# Tilting at Windmills



## lenox (May 26, 2009)

David Eade (a Cadiz-based journalist) on the European Elections in his 'Tilting at Windmills' blog:
First Non-Spaniard to Run.
Thought that the general readers of this forum might be interested.


----------



## Tallulah (Feb 16, 2009)

lenox said:


> David Eade (a Cadiz-based journalist) on the European Elections in his 'Tilting at Windmills' blog:
> First Non-Spaniard to Run.
> Thought that the general readers of this forum might be interested.


Hmmm...again all about CDL and Sean O'Curneen I see. I think I see a recurring theme here, Lenox!!! I wonder who you'll be voting for...


----------



## jojo (Sep 20, 2007)

I was discussing this with my family today who are over here from the UK and none of us are politcal animals or particularly interested, but my daughter just said in passing: "Well why do people bother moving to Spain and then try and vote in a Brit"... Is this how it is?? Does she have a point??? Or am I mis-understanding??

Jo xxxx


----------



## SunnySpain (Jul 30, 2008)

jojo said:


> I was discussing this with my family today who are over here from the UK and none of us are politcal animals or particularly interested, but my daughter just said in passing: "Well why do people bother moving to Spain and then try and vote in a Brit"... Is this how it is?? Does she have a point??? Or am I mis-understanding??
> 
> Jo xxxx



Yes she has a point for sure.

That aside however, is it not also true that Lennox is merely using this forum for for free advertising / promoting his preferred party


----------



## jojo (Sep 20, 2007)

SunnySpain said:


> Yes she has a point for sure.

# STORED ROWS:
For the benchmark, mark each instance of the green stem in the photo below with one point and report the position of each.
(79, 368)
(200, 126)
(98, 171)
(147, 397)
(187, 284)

* * *

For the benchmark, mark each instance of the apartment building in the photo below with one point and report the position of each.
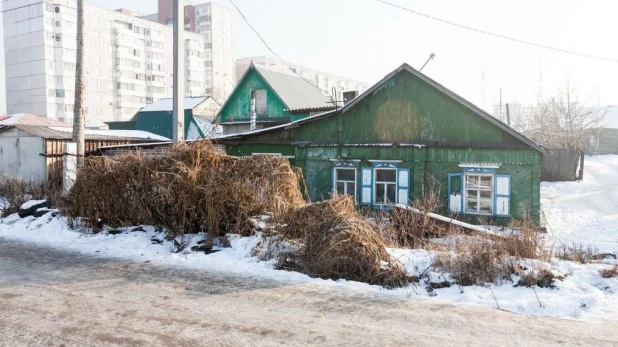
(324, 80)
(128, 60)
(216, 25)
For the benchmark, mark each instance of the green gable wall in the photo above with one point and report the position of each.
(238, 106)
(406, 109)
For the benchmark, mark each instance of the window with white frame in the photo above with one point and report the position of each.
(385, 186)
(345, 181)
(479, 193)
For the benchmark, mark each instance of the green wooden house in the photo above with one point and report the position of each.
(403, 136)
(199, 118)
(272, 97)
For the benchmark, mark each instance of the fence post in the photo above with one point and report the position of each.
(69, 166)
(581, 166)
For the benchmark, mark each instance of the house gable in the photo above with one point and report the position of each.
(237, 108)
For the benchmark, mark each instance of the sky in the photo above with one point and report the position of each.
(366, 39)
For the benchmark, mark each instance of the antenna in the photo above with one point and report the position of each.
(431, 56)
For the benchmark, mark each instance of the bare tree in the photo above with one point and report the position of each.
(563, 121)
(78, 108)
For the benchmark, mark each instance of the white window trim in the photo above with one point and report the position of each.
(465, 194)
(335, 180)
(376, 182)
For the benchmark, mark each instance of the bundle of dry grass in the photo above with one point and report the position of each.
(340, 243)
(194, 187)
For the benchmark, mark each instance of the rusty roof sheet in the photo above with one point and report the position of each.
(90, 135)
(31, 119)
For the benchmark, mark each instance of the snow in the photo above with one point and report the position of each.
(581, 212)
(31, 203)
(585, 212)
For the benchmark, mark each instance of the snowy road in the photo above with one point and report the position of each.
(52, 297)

# THE PROBLEM:
Can you pick up the forum thread about the first non-Spaniard running in the European Elections and continue it from the last line shown?

# RIGHT ANSWER:
> 
> That aside however, is it not also true that Lennox is merely using this forum for for free advertising / promoting his preferred party



Yes he is! And Steve deleted a few threads that were a little too OTT. But having tried to read the link he's just posted, I personally found it too boring to worry about deleting. Its not a profit making organisation anyhow.... or is it?? 



Jo xxx


----------



## owdoggy (Jul 23, 2008)

I'm in the "They're all as bad as each other" party

Billy Connolly had the right idea when he said the desire to be a politician should bar you for life from ever being one. That man can be quite profound sometimes ......... and very funny

A very simplistic viewpoint I know .................. but I'm a simple person....... and have been told so many times:confused2:



Doggy


----------



## Caz.I (Mar 21, 2009)

jojo said:


> I was discussing this with my family today who are over here from the UK and none of us are politcal animals or particularly interested, but my daughter just said in passing: "Well why do people bother moving to Spain and then try and vote in a Brit"... Is this how it is?? Does she have a point??? Or am I mis-understanding??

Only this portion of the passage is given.